ACTIVITY:
Every line of the data should be written out exactly, with the pictures left out.

AVAILABLE DATA:
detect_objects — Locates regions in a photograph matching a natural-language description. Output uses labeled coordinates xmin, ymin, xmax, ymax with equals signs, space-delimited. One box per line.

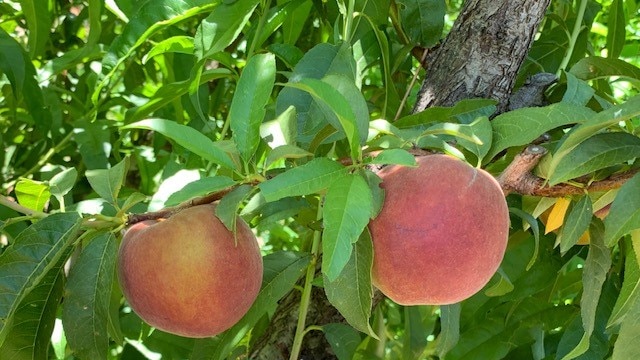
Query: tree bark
xmin=413 ymin=0 xmax=551 ymax=113
xmin=250 ymin=1 xmax=552 ymax=358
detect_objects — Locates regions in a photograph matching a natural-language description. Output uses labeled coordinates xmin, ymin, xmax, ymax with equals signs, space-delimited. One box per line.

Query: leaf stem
xmin=0 ymin=194 xmax=47 ymax=219
xmin=289 ymin=201 xmax=323 ymax=360
xmin=557 ymin=0 xmax=588 ymax=74
xmin=248 ymin=0 xmax=272 ymax=59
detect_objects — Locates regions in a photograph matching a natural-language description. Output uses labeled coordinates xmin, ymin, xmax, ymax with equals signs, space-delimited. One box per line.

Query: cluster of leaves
xmin=1 ymin=0 xmax=640 ymax=359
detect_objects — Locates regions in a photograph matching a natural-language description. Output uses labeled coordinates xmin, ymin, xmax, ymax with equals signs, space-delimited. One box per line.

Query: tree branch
xmin=498 ymin=145 xmax=638 ymax=197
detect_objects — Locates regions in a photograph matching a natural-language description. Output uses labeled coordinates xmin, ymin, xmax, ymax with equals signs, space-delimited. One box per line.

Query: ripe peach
xmin=369 ymin=155 xmax=509 ymax=305
xmin=118 ymin=204 xmax=263 ymax=338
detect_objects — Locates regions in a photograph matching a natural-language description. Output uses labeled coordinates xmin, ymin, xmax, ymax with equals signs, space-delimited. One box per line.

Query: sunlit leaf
xmin=85 ymin=157 xmax=129 ymax=206
xmin=229 ymin=53 xmax=276 ymax=162
xmin=15 ymin=179 xmax=50 ymax=212
xmin=122 ymin=119 xmax=237 ymax=170
xmin=545 ymin=197 xmax=571 ymax=234
xmin=258 ymin=158 xmax=348 ymax=202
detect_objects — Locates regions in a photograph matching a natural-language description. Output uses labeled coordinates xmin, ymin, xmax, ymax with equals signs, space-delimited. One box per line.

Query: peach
xmin=369 ymin=155 xmax=509 ymax=305
xmin=118 ymin=204 xmax=263 ymax=338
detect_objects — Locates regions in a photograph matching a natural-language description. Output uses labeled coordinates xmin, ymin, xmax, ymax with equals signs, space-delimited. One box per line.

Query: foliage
xmin=1 ymin=0 xmax=640 ymax=359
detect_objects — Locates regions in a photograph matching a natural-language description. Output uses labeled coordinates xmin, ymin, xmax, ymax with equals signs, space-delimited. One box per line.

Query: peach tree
xmin=1 ymin=0 xmax=640 ymax=359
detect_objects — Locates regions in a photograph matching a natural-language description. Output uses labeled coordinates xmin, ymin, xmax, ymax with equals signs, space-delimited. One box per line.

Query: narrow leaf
xmin=284 ymin=78 xmax=362 ymax=160
xmin=324 ymin=230 xmax=377 ymax=337
xmin=486 ymin=103 xmax=595 ymax=161
xmin=63 ymin=233 xmax=117 ymax=360
xmin=19 ymin=0 xmax=51 ymax=58
xmin=550 ymin=132 xmax=640 ymax=185
xmin=229 ymin=53 xmax=276 ymax=162
xmin=194 ymin=0 xmax=259 ymax=60
xmin=368 ymin=149 xmax=417 ymax=167
xmin=397 ymin=0 xmax=445 ymax=47
xmin=258 ymin=158 xmax=347 ymax=202
xmin=558 ymin=196 xmax=593 ymax=254
xmin=165 ymin=176 xmax=236 ymax=206
xmin=0 ymin=213 xmax=83 ymax=345
xmin=436 ymin=303 xmax=461 ymax=358
xmin=216 ymin=185 xmax=253 ymax=233
xmin=606 ymin=0 xmax=626 ymax=58
xmin=545 ymin=198 xmax=571 ymax=234
xmin=549 ymin=95 xmax=640 ymax=178
xmin=322 ymin=174 xmax=373 ymax=281
xmin=604 ymin=172 xmax=640 ymax=246
xmin=561 ymin=221 xmax=611 ymax=360
xmin=122 ymin=119 xmax=236 ymax=170
xmin=608 ymin=240 xmax=640 ymax=327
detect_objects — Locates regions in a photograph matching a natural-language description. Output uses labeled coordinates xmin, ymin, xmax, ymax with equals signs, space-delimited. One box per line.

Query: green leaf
xmin=191 ymin=251 xmax=310 ymax=360
xmin=321 ymin=74 xmax=369 ymax=145
xmin=436 ymin=303 xmax=460 ymax=359
xmin=264 ymin=145 xmax=312 ymax=169
xmin=165 ymin=176 xmax=236 ymax=206
xmin=0 ymin=264 xmax=64 ymax=360
xmin=322 ymin=174 xmax=373 ymax=281
xmin=103 ymin=0 xmax=214 ymax=72
xmin=558 ymin=195 xmax=593 ymax=254
xmin=258 ymin=158 xmax=348 ymax=202
xmin=570 ymin=57 xmax=640 ymax=84
xmin=0 ymin=213 xmax=83 ymax=346
xmin=486 ymin=103 xmax=595 ymax=161
xmin=604 ymin=172 xmax=640 ymax=246
xmin=608 ymin=240 xmax=640 ymax=328
xmin=73 ymin=120 xmax=111 ymax=170
xmin=284 ymin=78 xmax=362 ymax=161
xmin=484 ymin=268 xmax=514 ymax=297
xmin=122 ymin=119 xmax=236 ymax=170
xmin=246 ymin=0 xmax=309 ymax=52
xmin=143 ymin=35 xmax=195 ymax=64
xmin=49 ymin=168 xmax=78 ymax=200
xmin=611 ymin=301 xmax=640 ymax=360
xmin=508 ymin=207 xmax=540 ymax=270
xmin=606 ymin=0 xmax=625 ymax=58
xmin=216 ymin=185 xmax=253 ymax=233
xmin=85 ymin=157 xmax=129 ymax=206
xmin=229 ymin=53 xmax=276 ymax=162
xmin=63 ymin=233 xmax=117 ymax=360
xmin=452 ymin=116 xmax=492 ymax=164
xmin=194 ymin=0 xmax=259 ymax=60
xmin=560 ymin=221 xmax=611 ymax=360
xmin=324 ymin=230 xmax=376 ymax=337
xmin=323 ymin=323 xmax=362 ymax=360
xmin=126 ymin=69 xmax=232 ymax=122
xmin=550 ymin=132 xmax=640 ymax=185
xmin=562 ymin=71 xmax=595 ymax=107
xmin=549 ymin=96 xmax=640 ymax=178
xmin=0 ymin=29 xmax=52 ymax=132
xmin=394 ymin=98 xmax=497 ymax=129
xmin=368 ymin=149 xmax=417 ymax=167
xmin=397 ymin=0 xmax=446 ymax=47
xmin=275 ymin=43 xmax=357 ymax=145
xmin=18 ymin=0 xmax=51 ymax=58
xmin=15 ymin=179 xmax=51 ymax=212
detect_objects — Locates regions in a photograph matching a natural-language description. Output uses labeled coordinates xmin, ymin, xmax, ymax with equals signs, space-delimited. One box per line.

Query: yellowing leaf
xmin=545 ymin=198 xmax=571 ymax=234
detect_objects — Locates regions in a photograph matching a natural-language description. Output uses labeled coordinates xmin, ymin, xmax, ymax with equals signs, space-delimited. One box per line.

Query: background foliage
xmin=1 ymin=0 xmax=640 ymax=359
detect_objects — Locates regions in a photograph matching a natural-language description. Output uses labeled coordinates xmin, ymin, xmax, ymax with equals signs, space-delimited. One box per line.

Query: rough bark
xmin=413 ymin=0 xmax=552 ymax=113
xmin=249 ymin=1 xmax=553 ymax=359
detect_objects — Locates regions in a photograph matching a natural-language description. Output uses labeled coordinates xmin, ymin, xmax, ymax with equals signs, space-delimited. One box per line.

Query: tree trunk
xmin=413 ymin=0 xmax=552 ymax=113
xmin=250 ymin=1 xmax=551 ymax=358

OUTPUT FOR THIS EXERCISE:
detect_objects — Locates regions in a photograph matching a natural-language description. Output uses labeled coordinates xmin, ymin, xmax, ymax with equals signs, space-delimited. One box per line.

Query: tree bark
xmin=413 ymin=0 xmax=551 ymax=113
xmin=250 ymin=1 xmax=552 ymax=358
detect_objects — Locates regions in a photograph matching a natural-language description. Output uses labeled coordinates xmin, ymin, xmax, ymax with equals signs, space-delimited. One box per line.

Query: leaf stem
xmin=0 ymin=194 xmax=47 ymax=219
xmin=289 ymin=201 xmax=323 ymax=360
xmin=557 ymin=0 xmax=588 ymax=74
xmin=248 ymin=0 xmax=272 ymax=59
detect_objects — Locates regions in a photograph matching a natural-language description. Output uses labeled coordinates xmin, ymin, xmax, ymax with equals signs, space-delimited. One box per line.

Query: cluster of leaves
xmin=1 ymin=0 xmax=640 ymax=359
detect_objects — Locates regions in a photograph matching a natural-language description. Output uses labeled coordinates xmin, ymin, xmax, ymax with equals signs, space-delimited. One box per line.

Query: tree branch
xmin=498 ymin=145 xmax=638 ymax=197
detect_objects — Locates regions in a photograph matching a natural-language description. Output uses labeled coordinates xmin, ymin, xmax, ymax with equals signs, space-delimited. One box per line.

Query: ripe peach
xmin=369 ymin=155 xmax=509 ymax=305
xmin=118 ymin=204 xmax=263 ymax=338
detect_objects — Locates regions in a photograph matching a natural-language description. Output uses labeled coordinates xmin, ymin, xmax, ymax with equals signs, space-delimited. One box per line.

Query: sunlit leaf
xmin=85 ymin=157 xmax=129 ymax=206
xmin=229 ymin=53 xmax=276 ymax=162
xmin=15 ymin=179 xmax=50 ymax=212
xmin=122 ymin=119 xmax=237 ymax=170
xmin=545 ymin=197 xmax=571 ymax=234
xmin=258 ymin=158 xmax=348 ymax=202
detect_objects — Locates regions in a photograph matching a natural-language description. Output uses labeled coordinates xmin, ymin, xmax, ymax with equals signs, space-delimited. One box per line.

Query: peach
xmin=369 ymin=155 xmax=509 ymax=305
xmin=118 ymin=204 xmax=263 ymax=338
detect_objects — Locates regions in a photograph matching a natural-language description. Output uses labeled coordinates xmin, ymin, xmax, ymax with equals signs, space-delimited. One box per line.

Query: foliage
xmin=1 ymin=0 xmax=640 ymax=359
detect_objects — Locates regions in a photograph matching a natural-language description. Output uses labeled coordinates xmin, ymin, xmax, ymax with equals signs, space-delimited. One box per line.

Query: peach tree
xmin=1 ymin=0 xmax=640 ymax=359
detect_objects — Locates regions in a photograph matching a natural-language description. Output uses labeled coordinates xmin, ymin, xmax, ymax with equals signs, space-delimited. One box per line.

Query: narrow leaf
xmin=284 ymin=78 xmax=362 ymax=160
xmin=324 ymin=230 xmax=377 ymax=337
xmin=486 ymin=103 xmax=595 ymax=161
xmin=63 ymin=233 xmax=117 ymax=360
xmin=19 ymin=0 xmax=51 ymax=58
xmin=550 ymin=132 xmax=640 ymax=185
xmin=229 ymin=53 xmax=276 ymax=162
xmin=194 ymin=0 xmax=259 ymax=60
xmin=368 ymin=149 xmax=417 ymax=167
xmin=397 ymin=0 xmax=445 ymax=47
xmin=258 ymin=158 xmax=347 ymax=202
xmin=558 ymin=196 xmax=593 ymax=254
xmin=165 ymin=176 xmax=236 ymax=206
xmin=0 ymin=213 xmax=83 ymax=345
xmin=436 ymin=303 xmax=461 ymax=358
xmin=216 ymin=185 xmax=253 ymax=233
xmin=606 ymin=0 xmax=626 ymax=58
xmin=545 ymin=198 xmax=571 ymax=234
xmin=549 ymin=95 xmax=640 ymax=178
xmin=322 ymin=174 xmax=373 ymax=281
xmin=604 ymin=172 xmax=640 ymax=246
xmin=561 ymin=221 xmax=611 ymax=360
xmin=122 ymin=119 xmax=236 ymax=170
xmin=608 ymin=240 xmax=640 ymax=327
detect_objects — Locates regions in a photograph matching a natural-language description. Output uses labeled coordinates xmin, ymin, xmax, ymax with equals signs, space-delimited. One box per line.

Query: green leaf
xmin=191 ymin=251 xmax=310 ymax=360
xmin=321 ymin=74 xmax=369 ymax=145
xmin=436 ymin=303 xmax=460 ymax=359
xmin=264 ymin=145 xmax=312 ymax=169
xmin=165 ymin=176 xmax=236 ymax=206
xmin=0 ymin=264 xmax=64 ymax=360
xmin=322 ymin=174 xmax=373 ymax=281
xmin=103 ymin=0 xmax=214 ymax=72
xmin=558 ymin=195 xmax=593 ymax=254
xmin=258 ymin=158 xmax=348 ymax=202
xmin=570 ymin=57 xmax=640 ymax=84
xmin=0 ymin=213 xmax=83 ymax=346
xmin=486 ymin=103 xmax=595 ymax=161
xmin=604 ymin=172 xmax=640 ymax=246
xmin=608 ymin=240 xmax=640 ymax=328
xmin=73 ymin=120 xmax=111 ymax=170
xmin=284 ymin=78 xmax=362 ymax=161
xmin=484 ymin=268 xmax=514 ymax=297
xmin=122 ymin=119 xmax=236 ymax=170
xmin=246 ymin=0 xmax=309 ymax=52
xmin=143 ymin=35 xmax=195 ymax=64
xmin=49 ymin=168 xmax=78 ymax=200
xmin=611 ymin=301 xmax=640 ymax=360
xmin=508 ymin=207 xmax=540 ymax=270
xmin=606 ymin=0 xmax=625 ymax=58
xmin=216 ymin=185 xmax=253 ymax=233
xmin=85 ymin=157 xmax=129 ymax=206
xmin=229 ymin=53 xmax=276 ymax=162
xmin=63 ymin=233 xmax=117 ymax=360
xmin=452 ymin=116 xmax=492 ymax=164
xmin=194 ymin=0 xmax=259 ymax=60
xmin=560 ymin=221 xmax=611 ymax=360
xmin=324 ymin=230 xmax=376 ymax=337
xmin=323 ymin=323 xmax=362 ymax=360
xmin=126 ymin=69 xmax=232 ymax=122
xmin=550 ymin=132 xmax=640 ymax=185
xmin=562 ymin=71 xmax=595 ymax=107
xmin=549 ymin=96 xmax=640 ymax=178
xmin=0 ymin=29 xmax=52 ymax=132
xmin=394 ymin=98 xmax=497 ymax=129
xmin=368 ymin=149 xmax=417 ymax=167
xmin=397 ymin=0 xmax=446 ymax=47
xmin=275 ymin=43 xmax=357 ymax=145
xmin=18 ymin=0 xmax=51 ymax=58
xmin=15 ymin=179 xmax=51 ymax=212
detect_objects — Locates regions in a photograph matching a natural-language description. Output uses labeled coordinates xmin, ymin, xmax, ymax with equals signs, space-delimited. One box per line.

Query: yellowing leaf
xmin=545 ymin=198 xmax=571 ymax=234
detect_objects — Locates regions in a photograph matching a natural-language description. Output uses labeled coordinates xmin, ymin, xmax, ymax with equals signs, space-delimited. One box per line.

Query: background foliage
xmin=1 ymin=0 xmax=640 ymax=359
detect_objects — Locates regions in a photograph matching a natural-language description. Output uses labeled coordinates xmin, ymin, xmax, ymax with equals signs, space-delimited. One box per line.

Query: rough bark
xmin=413 ymin=0 xmax=552 ymax=113
xmin=249 ymin=1 xmax=553 ymax=359
detect_objects — Locates regions in a photograph matching a natural-language description. Output uses labeled coordinates xmin, ymin, xmax, ymax with equals signs, space-delimited. One box per line.

Query: tree trunk
xmin=413 ymin=0 xmax=552 ymax=113
xmin=250 ymin=1 xmax=551 ymax=358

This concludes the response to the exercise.